(Source information):
------------------------------------------------------------

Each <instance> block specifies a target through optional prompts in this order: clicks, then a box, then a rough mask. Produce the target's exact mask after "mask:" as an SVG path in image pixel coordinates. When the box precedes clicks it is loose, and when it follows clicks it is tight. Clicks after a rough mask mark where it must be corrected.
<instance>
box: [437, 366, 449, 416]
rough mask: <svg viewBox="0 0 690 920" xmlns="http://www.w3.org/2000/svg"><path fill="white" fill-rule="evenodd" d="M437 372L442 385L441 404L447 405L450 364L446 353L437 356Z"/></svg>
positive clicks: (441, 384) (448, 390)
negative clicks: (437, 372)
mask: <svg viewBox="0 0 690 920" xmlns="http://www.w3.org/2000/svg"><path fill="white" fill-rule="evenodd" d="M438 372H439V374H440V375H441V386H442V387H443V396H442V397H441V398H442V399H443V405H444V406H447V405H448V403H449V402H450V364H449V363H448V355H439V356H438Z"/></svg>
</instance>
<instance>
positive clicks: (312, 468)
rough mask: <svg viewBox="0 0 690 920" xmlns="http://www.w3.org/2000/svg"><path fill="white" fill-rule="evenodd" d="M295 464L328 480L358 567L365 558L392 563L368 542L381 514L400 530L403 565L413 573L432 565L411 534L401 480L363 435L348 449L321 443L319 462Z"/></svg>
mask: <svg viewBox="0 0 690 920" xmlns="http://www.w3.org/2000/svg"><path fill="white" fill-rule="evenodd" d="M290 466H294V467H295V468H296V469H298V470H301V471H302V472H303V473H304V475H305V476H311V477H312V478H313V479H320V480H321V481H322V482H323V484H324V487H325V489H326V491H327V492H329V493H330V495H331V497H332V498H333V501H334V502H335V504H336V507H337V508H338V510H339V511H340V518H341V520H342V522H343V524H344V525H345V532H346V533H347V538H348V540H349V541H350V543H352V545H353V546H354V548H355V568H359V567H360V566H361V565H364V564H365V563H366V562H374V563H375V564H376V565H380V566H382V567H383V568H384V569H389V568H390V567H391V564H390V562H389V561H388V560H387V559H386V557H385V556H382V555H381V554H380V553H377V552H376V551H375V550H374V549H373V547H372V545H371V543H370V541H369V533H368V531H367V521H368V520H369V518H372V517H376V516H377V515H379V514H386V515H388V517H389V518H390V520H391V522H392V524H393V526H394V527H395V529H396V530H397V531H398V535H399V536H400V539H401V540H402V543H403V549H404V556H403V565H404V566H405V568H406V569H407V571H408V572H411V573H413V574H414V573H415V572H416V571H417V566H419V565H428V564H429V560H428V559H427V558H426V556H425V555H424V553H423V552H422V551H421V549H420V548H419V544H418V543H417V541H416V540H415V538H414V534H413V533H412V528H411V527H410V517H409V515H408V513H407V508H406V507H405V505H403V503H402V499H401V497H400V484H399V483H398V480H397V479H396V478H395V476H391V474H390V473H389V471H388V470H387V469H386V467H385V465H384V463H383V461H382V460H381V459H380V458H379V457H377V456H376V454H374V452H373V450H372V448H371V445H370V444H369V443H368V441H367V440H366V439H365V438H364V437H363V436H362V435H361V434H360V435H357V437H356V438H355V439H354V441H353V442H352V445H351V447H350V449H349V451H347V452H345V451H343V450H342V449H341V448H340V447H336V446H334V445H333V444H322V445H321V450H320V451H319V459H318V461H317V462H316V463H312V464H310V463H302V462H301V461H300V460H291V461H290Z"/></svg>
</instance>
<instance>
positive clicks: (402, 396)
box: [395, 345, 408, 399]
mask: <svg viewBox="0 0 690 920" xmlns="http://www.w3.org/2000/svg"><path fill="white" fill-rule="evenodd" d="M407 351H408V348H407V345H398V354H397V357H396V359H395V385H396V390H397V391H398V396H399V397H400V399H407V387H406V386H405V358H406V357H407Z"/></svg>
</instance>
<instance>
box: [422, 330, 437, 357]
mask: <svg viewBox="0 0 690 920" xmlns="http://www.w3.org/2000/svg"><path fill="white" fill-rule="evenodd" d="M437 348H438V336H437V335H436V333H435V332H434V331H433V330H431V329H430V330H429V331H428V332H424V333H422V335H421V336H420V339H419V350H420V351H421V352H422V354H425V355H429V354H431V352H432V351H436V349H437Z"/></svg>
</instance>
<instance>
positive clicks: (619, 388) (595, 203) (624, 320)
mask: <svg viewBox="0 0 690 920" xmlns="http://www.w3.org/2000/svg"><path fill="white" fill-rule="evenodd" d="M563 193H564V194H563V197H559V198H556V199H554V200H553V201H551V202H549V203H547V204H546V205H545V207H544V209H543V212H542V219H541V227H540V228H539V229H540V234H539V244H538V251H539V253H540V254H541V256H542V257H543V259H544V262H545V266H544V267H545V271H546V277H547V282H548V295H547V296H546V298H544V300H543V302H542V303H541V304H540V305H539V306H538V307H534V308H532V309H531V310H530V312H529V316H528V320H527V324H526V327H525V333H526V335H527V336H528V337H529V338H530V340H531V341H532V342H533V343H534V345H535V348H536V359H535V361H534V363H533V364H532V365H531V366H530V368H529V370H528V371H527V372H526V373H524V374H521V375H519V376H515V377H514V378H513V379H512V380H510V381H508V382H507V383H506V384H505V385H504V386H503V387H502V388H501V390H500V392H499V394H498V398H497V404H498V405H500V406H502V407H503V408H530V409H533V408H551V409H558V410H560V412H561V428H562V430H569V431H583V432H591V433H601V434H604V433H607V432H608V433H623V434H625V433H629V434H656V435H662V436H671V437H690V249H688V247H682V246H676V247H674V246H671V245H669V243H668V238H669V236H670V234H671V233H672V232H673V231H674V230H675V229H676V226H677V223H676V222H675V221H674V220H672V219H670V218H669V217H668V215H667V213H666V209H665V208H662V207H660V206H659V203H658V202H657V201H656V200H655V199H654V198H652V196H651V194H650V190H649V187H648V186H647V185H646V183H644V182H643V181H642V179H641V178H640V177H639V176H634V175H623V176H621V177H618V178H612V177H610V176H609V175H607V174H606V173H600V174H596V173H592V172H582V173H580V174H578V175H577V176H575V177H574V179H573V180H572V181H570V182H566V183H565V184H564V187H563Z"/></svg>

------------------------------------------------------------

Return all of the data above, keeping every line exactly as it appears.

Each <instance> block specifies a target through optional prompts in this order: clicks, then a box, then a rough mask. Produce the target's exact mask after "mask:" as an SVG path in image pixel coordinates. When the box precedes clicks it is loose, and when it follows clicks it is tight. Clicks after a rough mask mark where it must be corrected.
<instance>
box: [437, 366, 449, 416]
rough mask: <svg viewBox="0 0 690 920" xmlns="http://www.w3.org/2000/svg"><path fill="white" fill-rule="evenodd" d="M437 372L442 385L441 404L447 405L450 364L446 353L437 356Z"/></svg>
positive clicks: (441, 384) (448, 390)
negative clicks: (437, 372)
mask: <svg viewBox="0 0 690 920" xmlns="http://www.w3.org/2000/svg"><path fill="white" fill-rule="evenodd" d="M438 372H439V374H440V375H441V386H442V387H443V396H442V397H441V398H442V399H443V405H444V406H447V405H448V403H449V402H450V364H449V363H448V355H439V356H438Z"/></svg>
</instance>
<instance>
positive clicks: (312, 468)
rough mask: <svg viewBox="0 0 690 920" xmlns="http://www.w3.org/2000/svg"><path fill="white" fill-rule="evenodd" d="M295 464L328 480L358 567L365 558L392 563L368 542L381 514L400 530L403 565L413 573L432 565L411 534L401 480L363 435L348 449L321 443L319 462Z"/></svg>
mask: <svg viewBox="0 0 690 920" xmlns="http://www.w3.org/2000/svg"><path fill="white" fill-rule="evenodd" d="M290 466H294V467H295V468H296V469H298V470H301V471H302V472H303V473H304V475H305V476H311V477H312V478H313V479H320V480H321V481H322V482H323V484H324V487H325V489H326V491H327V492H329V493H330V495H331V497H332V498H333V501H334V502H335V504H336V507H337V508H338V510H339V511H340V518H341V520H342V522H343V524H344V525H345V532H346V533H347V538H348V540H349V541H350V543H352V545H353V546H354V548H355V568H359V567H360V566H361V565H364V564H365V563H366V562H374V563H375V564H376V565H380V566H382V567H383V568H384V569H389V568H390V567H391V564H390V562H389V561H388V560H387V559H386V557H385V556H382V555H381V554H380V553H377V552H376V551H375V550H374V549H373V547H372V545H371V543H370V541H369V533H368V531H367V521H368V520H369V518H372V517H376V516H377V515H379V514H386V515H388V517H389V518H390V520H391V522H392V524H393V526H394V527H395V529H396V530H397V531H398V535H399V536H400V539H401V540H402V543H403V549H404V556H403V565H404V566H405V568H406V569H407V571H408V572H411V573H413V574H414V573H415V572H416V571H417V566H419V565H428V564H429V560H428V559H427V558H426V556H425V555H424V553H423V552H422V551H421V549H420V548H419V544H418V543H417V541H416V540H415V538H414V534H413V533H412V528H411V527H410V517H409V515H408V513H407V508H406V507H405V505H403V503H402V499H401V497H400V484H399V483H398V480H397V479H396V478H395V476H391V474H390V473H389V471H388V470H387V469H386V467H385V465H384V463H383V461H382V460H381V459H380V458H379V457H377V456H376V454H374V452H373V450H372V448H371V445H370V444H369V443H368V441H367V440H366V439H365V438H364V437H363V436H362V435H361V434H360V435H357V437H356V438H355V439H354V441H353V442H352V445H351V447H350V449H349V451H347V452H345V451H343V450H342V449H341V448H340V447H336V446H334V445H333V444H322V445H321V450H320V451H319V459H318V461H317V462H316V463H312V464H310V463H302V462H301V461H300V460H291V461H290Z"/></svg>
</instance>
<instance>
positive clicks: (402, 396)
box: [395, 345, 408, 399]
mask: <svg viewBox="0 0 690 920" xmlns="http://www.w3.org/2000/svg"><path fill="white" fill-rule="evenodd" d="M407 351H408V348H407V345H398V354H397V357H396V359H395V385H396V390H397V391H398V396H399V397H400V399H407V387H406V386H405V358H406V357H407Z"/></svg>
</instance>
<instance>
box: [422, 330, 437, 357]
mask: <svg viewBox="0 0 690 920" xmlns="http://www.w3.org/2000/svg"><path fill="white" fill-rule="evenodd" d="M437 348H438V336H437V335H436V333H435V332H434V331H433V330H431V329H430V330H429V331H428V332H424V333H422V335H421V336H420V339H419V350H420V351H421V352H422V354H425V355H429V354H431V352H432V351H436V349H437Z"/></svg>
</instance>
<instance>
positive clicks: (619, 388) (595, 203) (624, 320)
mask: <svg viewBox="0 0 690 920" xmlns="http://www.w3.org/2000/svg"><path fill="white" fill-rule="evenodd" d="M563 193H564V194H563V197H559V198H556V199H554V200H553V201H551V202H549V203H547V204H546V205H545V207H544V209H543V212H542V219H541V227H540V228H539V229H540V234H539V244H538V251H539V253H540V254H541V256H542V257H543V259H544V262H545V266H544V267H545V271H546V277H547V282H548V295H547V296H546V298H544V300H543V302H542V303H541V304H540V305H539V306H538V307H534V308H532V309H531V310H530V312H529V316H528V320H527V324H526V327H525V333H526V335H527V336H528V337H529V338H530V340H531V341H532V342H533V343H534V345H535V348H536V359H535V361H534V363H533V364H532V365H531V366H530V368H529V370H528V371H527V372H526V373H524V374H521V375H519V376H515V377H514V378H513V379H512V380H510V381H508V382H507V383H506V384H505V385H504V386H503V387H502V388H501V390H500V392H499V394H498V398H497V404H498V405H500V406H502V407H503V408H530V409H533V408H551V409H558V410H560V412H561V428H562V430H569V431H583V432H591V433H601V434H604V433H607V432H608V433H623V434H625V433H629V434H656V435H662V436H671V437H690V249H688V247H682V246H676V247H674V246H671V245H669V243H668V238H669V236H670V234H671V233H672V232H673V231H674V230H675V229H676V226H677V223H676V222H675V221H674V220H672V219H670V218H669V217H668V215H667V213H666V209H665V208H662V207H660V206H659V203H658V202H657V201H656V200H655V199H654V198H652V196H651V194H650V190H649V187H648V186H647V185H646V183H644V182H643V181H642V179H641V178H640V177H639V176H634V175H623V176H621V177H618V178H612V177H610V176H609V175H607V174H606V173H600V174H596V173H592V172H582V173H580V174H578V175H577V176H575V177H574V179H573V180H572V181H570V182H566V183H565V184H564V187H563Z"/></svg>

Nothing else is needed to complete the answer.